Task — Select every line below that contains the string "ymax" and copy those lines.

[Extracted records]
▼
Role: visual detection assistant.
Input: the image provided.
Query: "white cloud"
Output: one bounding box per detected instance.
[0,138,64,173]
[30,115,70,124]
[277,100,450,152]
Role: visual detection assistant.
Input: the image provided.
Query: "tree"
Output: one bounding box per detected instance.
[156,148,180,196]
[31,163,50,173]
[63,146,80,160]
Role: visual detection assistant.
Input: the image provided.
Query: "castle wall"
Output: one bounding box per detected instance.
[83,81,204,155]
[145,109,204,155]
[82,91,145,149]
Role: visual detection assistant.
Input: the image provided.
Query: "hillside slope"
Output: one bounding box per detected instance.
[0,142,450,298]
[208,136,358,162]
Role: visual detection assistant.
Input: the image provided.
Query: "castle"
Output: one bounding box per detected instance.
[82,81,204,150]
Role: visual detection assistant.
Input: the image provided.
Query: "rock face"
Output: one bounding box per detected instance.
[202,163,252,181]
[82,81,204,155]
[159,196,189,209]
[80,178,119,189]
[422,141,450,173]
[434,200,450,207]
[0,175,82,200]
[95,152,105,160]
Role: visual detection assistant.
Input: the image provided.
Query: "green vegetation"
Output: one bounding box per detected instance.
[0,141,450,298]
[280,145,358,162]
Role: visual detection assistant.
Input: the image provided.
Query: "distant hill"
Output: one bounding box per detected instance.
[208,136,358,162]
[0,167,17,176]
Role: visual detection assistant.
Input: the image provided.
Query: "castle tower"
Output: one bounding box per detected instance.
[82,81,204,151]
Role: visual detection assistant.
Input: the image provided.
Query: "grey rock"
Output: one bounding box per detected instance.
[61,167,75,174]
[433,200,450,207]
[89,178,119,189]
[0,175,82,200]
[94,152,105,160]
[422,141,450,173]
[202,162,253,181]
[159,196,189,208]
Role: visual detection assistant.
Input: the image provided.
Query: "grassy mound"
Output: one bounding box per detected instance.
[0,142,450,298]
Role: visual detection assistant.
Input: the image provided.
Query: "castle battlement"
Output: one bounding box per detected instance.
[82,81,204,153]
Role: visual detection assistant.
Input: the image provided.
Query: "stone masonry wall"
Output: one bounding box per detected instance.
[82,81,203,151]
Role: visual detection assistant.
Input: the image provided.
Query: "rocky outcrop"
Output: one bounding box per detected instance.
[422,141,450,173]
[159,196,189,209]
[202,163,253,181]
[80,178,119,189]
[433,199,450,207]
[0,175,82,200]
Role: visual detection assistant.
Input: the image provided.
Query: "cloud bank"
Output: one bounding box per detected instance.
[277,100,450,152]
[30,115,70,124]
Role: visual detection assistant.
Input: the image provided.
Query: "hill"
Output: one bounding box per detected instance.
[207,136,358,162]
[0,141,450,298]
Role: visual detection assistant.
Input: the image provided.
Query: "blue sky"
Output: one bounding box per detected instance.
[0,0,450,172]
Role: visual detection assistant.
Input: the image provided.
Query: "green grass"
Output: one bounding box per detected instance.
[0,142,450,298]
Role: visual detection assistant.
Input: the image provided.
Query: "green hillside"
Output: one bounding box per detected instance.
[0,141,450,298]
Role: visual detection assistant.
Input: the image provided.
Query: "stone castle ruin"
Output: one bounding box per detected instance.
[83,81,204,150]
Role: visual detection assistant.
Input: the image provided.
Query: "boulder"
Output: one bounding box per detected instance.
▲
▼
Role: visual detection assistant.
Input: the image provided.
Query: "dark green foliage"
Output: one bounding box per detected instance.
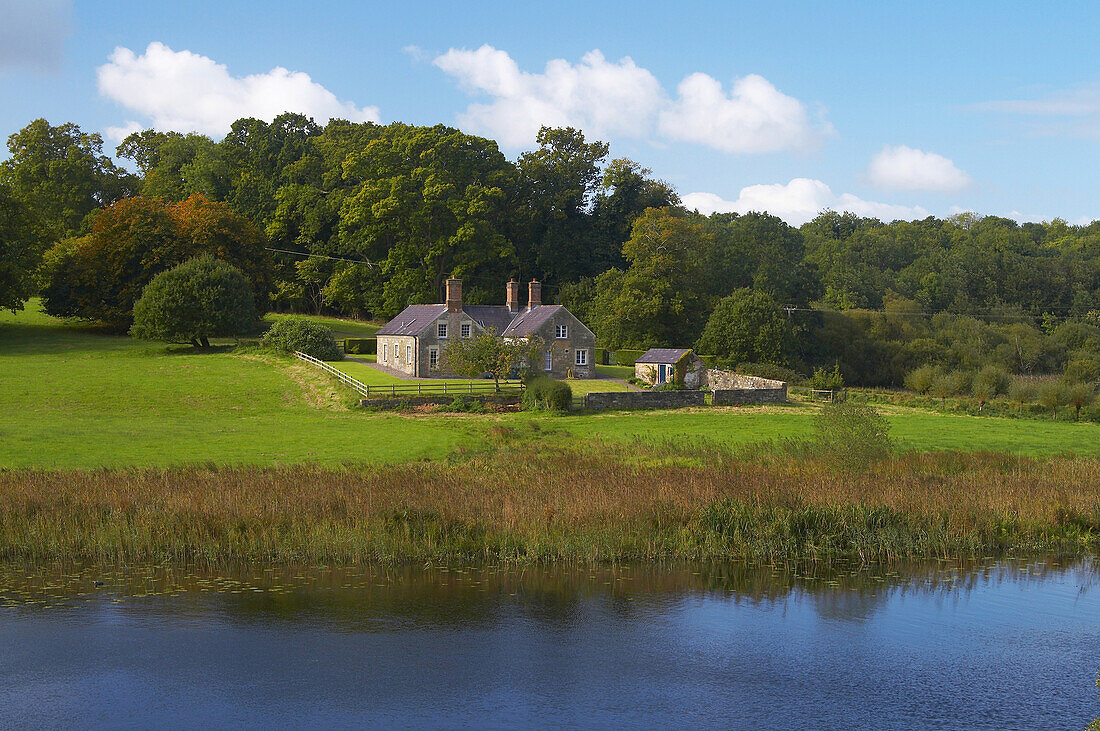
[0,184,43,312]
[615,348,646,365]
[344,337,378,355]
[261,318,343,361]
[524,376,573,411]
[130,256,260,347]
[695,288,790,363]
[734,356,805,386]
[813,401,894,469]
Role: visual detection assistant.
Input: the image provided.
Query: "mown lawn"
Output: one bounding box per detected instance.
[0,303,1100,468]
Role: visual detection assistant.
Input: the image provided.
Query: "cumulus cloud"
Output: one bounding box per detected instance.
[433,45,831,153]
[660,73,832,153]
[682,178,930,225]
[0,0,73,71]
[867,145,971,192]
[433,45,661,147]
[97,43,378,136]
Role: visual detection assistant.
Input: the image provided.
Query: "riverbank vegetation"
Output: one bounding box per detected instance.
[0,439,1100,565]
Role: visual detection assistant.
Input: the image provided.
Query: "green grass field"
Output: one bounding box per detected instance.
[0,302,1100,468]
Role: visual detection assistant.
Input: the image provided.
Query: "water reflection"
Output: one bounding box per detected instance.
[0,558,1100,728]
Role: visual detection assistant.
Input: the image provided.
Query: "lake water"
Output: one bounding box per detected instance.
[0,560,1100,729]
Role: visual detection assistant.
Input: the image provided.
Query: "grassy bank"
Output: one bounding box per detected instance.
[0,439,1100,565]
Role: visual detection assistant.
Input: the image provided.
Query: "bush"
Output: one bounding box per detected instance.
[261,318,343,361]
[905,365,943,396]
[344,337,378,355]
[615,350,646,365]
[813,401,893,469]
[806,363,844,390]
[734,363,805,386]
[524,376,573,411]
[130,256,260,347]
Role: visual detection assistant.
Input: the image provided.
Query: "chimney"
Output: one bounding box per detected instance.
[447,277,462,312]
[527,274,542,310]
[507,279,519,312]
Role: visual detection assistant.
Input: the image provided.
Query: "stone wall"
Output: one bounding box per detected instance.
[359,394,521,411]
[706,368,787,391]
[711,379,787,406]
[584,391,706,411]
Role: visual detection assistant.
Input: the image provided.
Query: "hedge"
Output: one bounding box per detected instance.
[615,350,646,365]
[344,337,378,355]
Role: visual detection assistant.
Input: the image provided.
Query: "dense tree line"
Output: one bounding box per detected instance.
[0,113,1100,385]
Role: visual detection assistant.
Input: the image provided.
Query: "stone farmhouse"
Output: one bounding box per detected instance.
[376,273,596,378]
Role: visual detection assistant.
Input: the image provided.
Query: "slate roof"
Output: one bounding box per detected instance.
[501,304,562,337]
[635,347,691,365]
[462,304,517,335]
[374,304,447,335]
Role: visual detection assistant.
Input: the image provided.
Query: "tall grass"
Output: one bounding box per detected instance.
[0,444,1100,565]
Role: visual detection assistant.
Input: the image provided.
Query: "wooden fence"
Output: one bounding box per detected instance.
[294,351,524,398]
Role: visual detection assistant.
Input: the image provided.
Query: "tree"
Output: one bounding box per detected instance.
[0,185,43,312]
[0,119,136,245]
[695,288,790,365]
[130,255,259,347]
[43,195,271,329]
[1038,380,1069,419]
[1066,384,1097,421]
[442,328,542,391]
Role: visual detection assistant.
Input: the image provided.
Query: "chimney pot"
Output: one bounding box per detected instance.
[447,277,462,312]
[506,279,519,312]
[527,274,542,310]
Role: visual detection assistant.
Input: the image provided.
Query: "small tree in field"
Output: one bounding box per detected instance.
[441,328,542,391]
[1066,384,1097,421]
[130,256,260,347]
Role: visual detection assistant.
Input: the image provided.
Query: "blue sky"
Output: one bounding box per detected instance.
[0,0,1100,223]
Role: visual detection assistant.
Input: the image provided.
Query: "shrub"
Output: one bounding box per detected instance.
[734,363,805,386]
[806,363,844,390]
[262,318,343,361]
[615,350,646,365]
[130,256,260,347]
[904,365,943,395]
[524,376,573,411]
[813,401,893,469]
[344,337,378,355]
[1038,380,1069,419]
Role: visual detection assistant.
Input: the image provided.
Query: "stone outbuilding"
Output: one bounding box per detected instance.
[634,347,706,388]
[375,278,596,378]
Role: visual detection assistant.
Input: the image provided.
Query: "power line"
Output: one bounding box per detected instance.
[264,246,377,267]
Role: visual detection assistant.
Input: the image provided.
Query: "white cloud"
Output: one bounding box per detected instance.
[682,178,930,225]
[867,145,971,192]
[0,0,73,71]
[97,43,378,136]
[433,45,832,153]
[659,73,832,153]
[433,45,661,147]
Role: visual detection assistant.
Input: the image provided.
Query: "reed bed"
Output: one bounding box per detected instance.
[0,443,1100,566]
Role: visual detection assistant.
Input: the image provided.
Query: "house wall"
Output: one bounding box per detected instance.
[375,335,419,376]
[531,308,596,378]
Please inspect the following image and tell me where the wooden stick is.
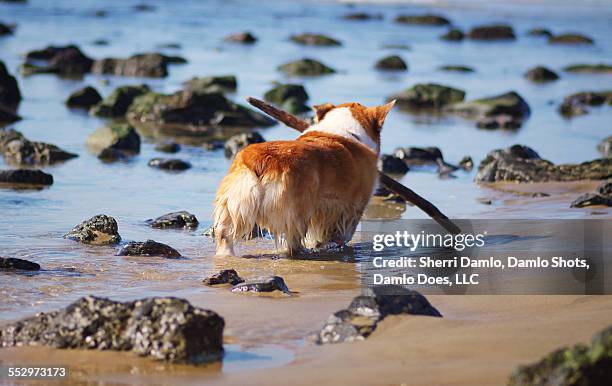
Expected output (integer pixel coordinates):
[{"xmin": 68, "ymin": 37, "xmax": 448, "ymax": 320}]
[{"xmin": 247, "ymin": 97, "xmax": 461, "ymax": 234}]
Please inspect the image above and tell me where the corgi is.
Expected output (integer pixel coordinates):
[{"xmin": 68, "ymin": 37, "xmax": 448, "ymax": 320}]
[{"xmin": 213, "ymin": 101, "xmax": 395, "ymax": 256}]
▲
Response —
[{"xmin": 68, "ymin": 37, "xmax": 448, "ymax": 320}]
[{"xmin": 247, "ymin": 97, "xmax": 461, "ymax": 234}]
[{"xmin": 68, "ymin": 37, "xmax": 448, "ymax": 320}]
[{"xmin": 213, "ymin": 101, "xmax": 395, "ymax": 256}]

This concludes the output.